■ **BRANO**:
Il crooner catanese e il quartetto romagnolo, supportati da Tosh Peterson e Federico Malaman, hanno incantato l'Auditorium Parco della Musica

Molti artisti, una volta raggiunto il successo, non fanno che ripetere pedissequamente la formula vincente della loro musica, quella che ha permesso loro di vendere decine di migliaia di album, con delle minime variazioni rispetto al copione originale.

Non è il caso di Mario Biondi, una delle più belle voci maschili a livello internazionale, che, con gli ultimi due album di inediti Beyond e Brasil, ha stupito tutti con un nuovo sound che si discosta dal jazz-soul delle origini.

Le sonorità di Brasil, a nostro parere uno dei migliori album del 2018, sono un vero e proprio viaggio nelle molteplici sfaccettature della musica brasiliana, anche se non sono cambiati il feeling, l'eleganza e il groove della sua musica, che getta un ponte tra Memphis e Sudamerica, senza rinunciare a un pizzico di italianità.

Mario Biondi Tour 2018

Anche il “Mario Biondi Tour 2018”, dopo un intenso tour che ha attraversato tutta l'Europa, ha voluto regalare agli spettatori italiani ritmi, colori e atmosfere inedite nelle date di dicembre, dove il crooner catanese è stato affiancato da una super band composta da Quintorigo, Federico Malaman, Massimo Greco e Tosh Peterson.

"E sperimentazione sia!" - ha dichiarato Biondi per presentare il nuovo tour- "Ho pensato ad un connubio tra il moderno progressive dei Quintorigo, la maestria jazz-fusion di Federico Malaman, la grande conoscenza dei sound elettronici e l’esperienza nella pop music di Massimo Greco unita alla giovane e potente arte del diciassettenne Tosh Peterson alla batteria. L’idea è quella di rinnovare e potenziare un repertorio consolidato e fonderlo con novità piene di colori e sounds accattivanti per questo tour teatrale. Vi invito a condividere questa esperienza con noi”.

■ **INFORMAZIONI FORNITE**:
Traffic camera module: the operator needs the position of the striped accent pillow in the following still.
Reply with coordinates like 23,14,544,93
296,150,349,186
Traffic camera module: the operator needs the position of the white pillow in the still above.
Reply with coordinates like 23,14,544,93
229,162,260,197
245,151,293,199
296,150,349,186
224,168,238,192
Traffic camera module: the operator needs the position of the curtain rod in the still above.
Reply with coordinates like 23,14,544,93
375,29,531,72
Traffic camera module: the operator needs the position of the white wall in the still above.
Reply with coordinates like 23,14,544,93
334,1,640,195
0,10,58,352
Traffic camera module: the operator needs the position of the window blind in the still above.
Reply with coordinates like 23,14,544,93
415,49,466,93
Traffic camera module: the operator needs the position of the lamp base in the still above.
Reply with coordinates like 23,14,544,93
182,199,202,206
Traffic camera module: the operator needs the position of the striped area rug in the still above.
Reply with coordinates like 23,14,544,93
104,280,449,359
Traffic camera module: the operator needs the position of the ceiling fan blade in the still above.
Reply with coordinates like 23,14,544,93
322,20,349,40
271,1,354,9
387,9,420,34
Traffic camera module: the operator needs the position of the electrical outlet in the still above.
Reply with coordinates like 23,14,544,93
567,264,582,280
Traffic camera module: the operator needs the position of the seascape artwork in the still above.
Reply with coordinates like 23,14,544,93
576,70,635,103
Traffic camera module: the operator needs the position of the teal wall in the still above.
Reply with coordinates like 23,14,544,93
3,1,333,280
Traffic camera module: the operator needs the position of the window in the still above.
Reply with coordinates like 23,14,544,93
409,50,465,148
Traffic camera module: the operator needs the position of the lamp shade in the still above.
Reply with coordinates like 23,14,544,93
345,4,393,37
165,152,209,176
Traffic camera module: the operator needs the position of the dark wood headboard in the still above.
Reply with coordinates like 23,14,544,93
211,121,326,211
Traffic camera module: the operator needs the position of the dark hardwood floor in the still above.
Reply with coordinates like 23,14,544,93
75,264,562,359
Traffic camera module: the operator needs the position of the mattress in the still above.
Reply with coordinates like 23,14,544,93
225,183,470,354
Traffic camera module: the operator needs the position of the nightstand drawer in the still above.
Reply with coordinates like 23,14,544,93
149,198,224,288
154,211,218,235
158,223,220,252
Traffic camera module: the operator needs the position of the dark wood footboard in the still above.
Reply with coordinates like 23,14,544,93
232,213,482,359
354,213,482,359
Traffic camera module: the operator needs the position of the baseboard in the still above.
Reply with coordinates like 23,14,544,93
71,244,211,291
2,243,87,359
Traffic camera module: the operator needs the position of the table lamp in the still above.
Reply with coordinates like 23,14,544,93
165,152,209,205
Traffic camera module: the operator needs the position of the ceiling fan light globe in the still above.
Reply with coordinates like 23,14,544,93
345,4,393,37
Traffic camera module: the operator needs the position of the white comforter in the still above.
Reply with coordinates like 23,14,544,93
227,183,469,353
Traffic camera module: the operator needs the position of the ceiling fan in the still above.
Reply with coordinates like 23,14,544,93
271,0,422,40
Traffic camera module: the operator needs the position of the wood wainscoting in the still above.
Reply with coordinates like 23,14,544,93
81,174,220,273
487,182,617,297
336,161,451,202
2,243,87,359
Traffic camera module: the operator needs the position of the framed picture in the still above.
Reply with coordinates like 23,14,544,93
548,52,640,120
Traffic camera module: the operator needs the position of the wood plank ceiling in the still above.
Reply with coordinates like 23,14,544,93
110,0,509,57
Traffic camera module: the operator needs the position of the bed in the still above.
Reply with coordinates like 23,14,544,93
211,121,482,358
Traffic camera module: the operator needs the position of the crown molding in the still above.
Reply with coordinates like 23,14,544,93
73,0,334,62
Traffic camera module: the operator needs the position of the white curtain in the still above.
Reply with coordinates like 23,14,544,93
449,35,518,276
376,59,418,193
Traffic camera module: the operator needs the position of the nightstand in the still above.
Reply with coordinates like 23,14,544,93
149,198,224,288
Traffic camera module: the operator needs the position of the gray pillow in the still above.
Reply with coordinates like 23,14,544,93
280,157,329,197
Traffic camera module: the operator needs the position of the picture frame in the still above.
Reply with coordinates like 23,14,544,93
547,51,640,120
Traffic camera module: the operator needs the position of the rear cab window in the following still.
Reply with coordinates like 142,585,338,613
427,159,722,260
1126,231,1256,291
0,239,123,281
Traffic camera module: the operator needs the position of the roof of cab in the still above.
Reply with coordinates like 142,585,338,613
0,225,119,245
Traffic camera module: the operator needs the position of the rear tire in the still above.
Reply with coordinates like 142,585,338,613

■ **ESERCIZI**:
**a.** Ricopia dal brano su Mario Biondi la parte che si apre con le parole contenenti "Il crooner catanese e" e si chiude con "al copione originale.".
**b.** Quali righe dei record contengono la stringa "white"? Estraile tutte.

■ **SOLUZIONI DEGLI ESERCIZI**:
**a.**
Il crooner catanese e il quartetto romagnolo, supportati da Tosh Peterson e Federico Malaman, hanno incantato l'Auditorium Parco della Musica

Molti artisti, una volta raggiunto il successo, non fanno che ripetere pedissequamente la formula vincente della loro musica, quella che ha permesso loro di vendere decine di migliaia di album, con delle minime variazioni rispetto al copione originale.

**b.**
Traffic camera module: the operator needs the position of the white pillow in the still above.
Traffic camera module: the operator needs the position of the white wall in the still above.
Traffic camera module: the operator needs the position of the white comforter in the still above.
Traffic camera module: the operator needs the position of the white curtain in the still above.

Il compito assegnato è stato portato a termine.